▶ **Passage provided**
>>
Sunday Devotional – Knowing Too Much
And I set my heart to know wisdom and to know madness and folly. I perceived that this also is grasping for the wind. For in much wisdom is much grief, and he who increases knowledge increases sorrow. ~ Ecclesiastes 1:17-18 NKJV
If you’ve lived long enough (past the age of immature rebellion, which is different for every person – I’ve known some very mature 10-year-olds, and some very immature 50-year-olds), you’ve come to the point where the more you know, the less you realize you actually know.
We think, at times, that surely we’ve seen the worst evil that can be, and then the next day or the next week there is something on the news that shocks us more.
We writers are doing the impossible task of conveying all of these things with words.
Do you know how hard that is?
If you’re not a writer, if you’ve never felt the urge that you absolutely must tell this story to someone, be grateful. For us writers, this a compulsion. We must tell these stories, even if it is only to one person. But the more we learn new characters, new worlds, new struggles, the more we become aware of how much grief is involved with it.
When we gain wisdom and knowledge, it means that we’ve experienced much in life. Sometimes gaining wisdom can only be done through making mistakes, or observing other’s mistakes. Either way, that can be a very painful, emotional process. For us writers to convey emotion, that means we have been required to feel it at some point in our lives. The more we know about the world around us, the more we see the effects of evil and sin on the world, the more we grieve.
<<
▶ **Dataset content**
>>
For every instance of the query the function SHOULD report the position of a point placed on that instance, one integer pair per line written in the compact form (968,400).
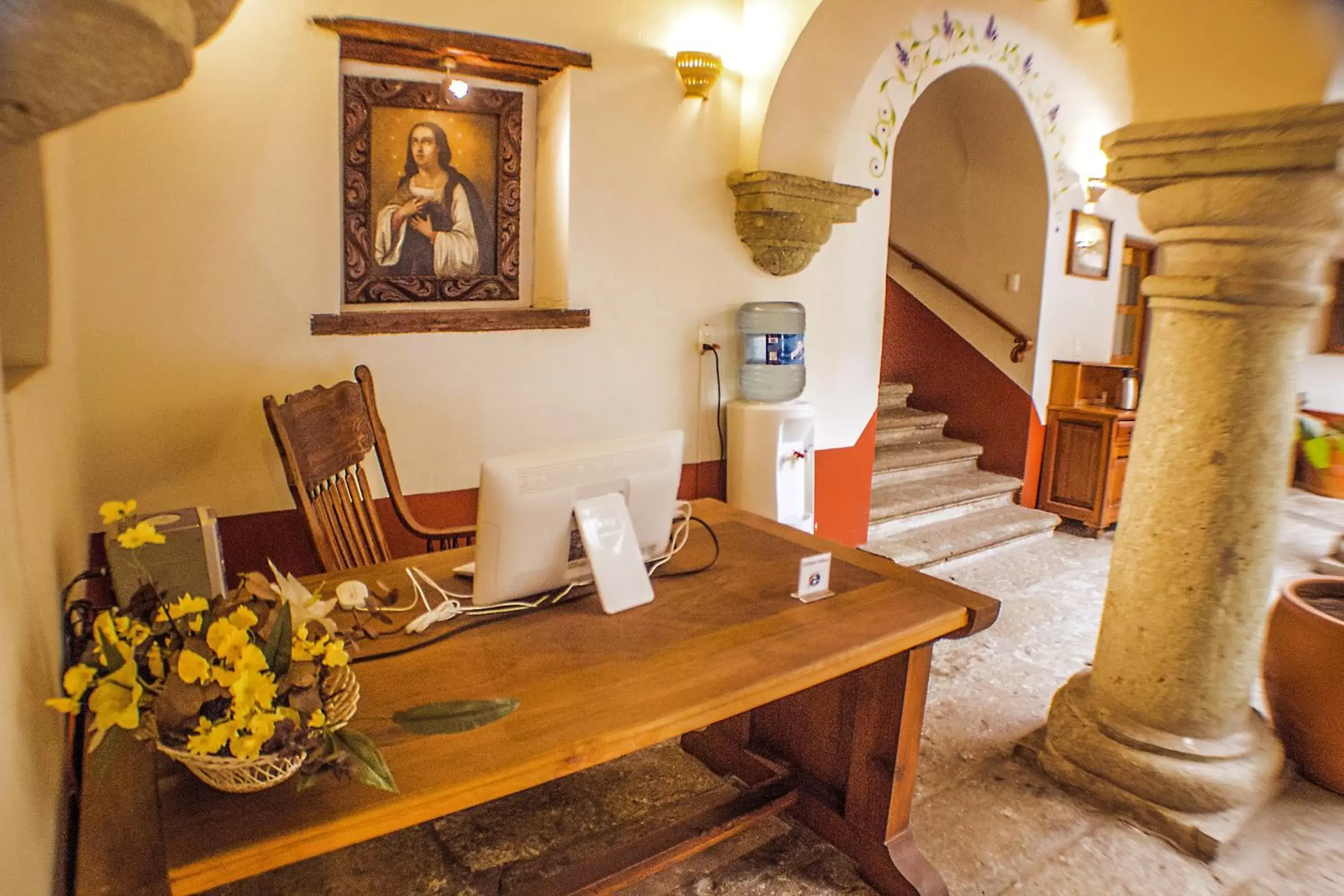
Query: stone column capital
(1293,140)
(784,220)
<<
>>
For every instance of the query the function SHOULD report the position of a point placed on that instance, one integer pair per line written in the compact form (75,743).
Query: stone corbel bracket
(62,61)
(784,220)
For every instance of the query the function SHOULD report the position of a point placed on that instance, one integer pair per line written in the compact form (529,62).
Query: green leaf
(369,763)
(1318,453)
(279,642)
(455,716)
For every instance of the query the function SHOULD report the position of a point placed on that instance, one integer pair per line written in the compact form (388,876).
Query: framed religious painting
<<
▶ **Questions on the material**
1. Print everything in the devotional from "Sunday Devotional –" down to "hard that is?".
2. According to the devotional, what must writers have done in order to convey emotion?

▶ **Answers for the tasks**
1.
Sunday Devotional – Knowing Too Much
And I set my heart to know wisdom and to know madness and folly. I perceived that this also is grasping for the wind. For in much wisdom is much grief, and he who increases knowledge increases sorrow. ~ Ecclesiastes 1:17-18 NKJV
If you’ve lived long enough (past the age of immature rebellion, which is different for every person – I’ve known some very mature 10-year-olds, and some very immature 50-year-olds), you’ve come to the point where the more you know, the less you realize you actually know.
We think, at times, that surely we’ve seen the worst evil that can be, and then the next day or the next week there is something on the news that shocks us more.
We writers are doing the impossible task of conveying all of these things with words.
Do you know how hard that is?

2. They must have felt that emotion at some point in their lives.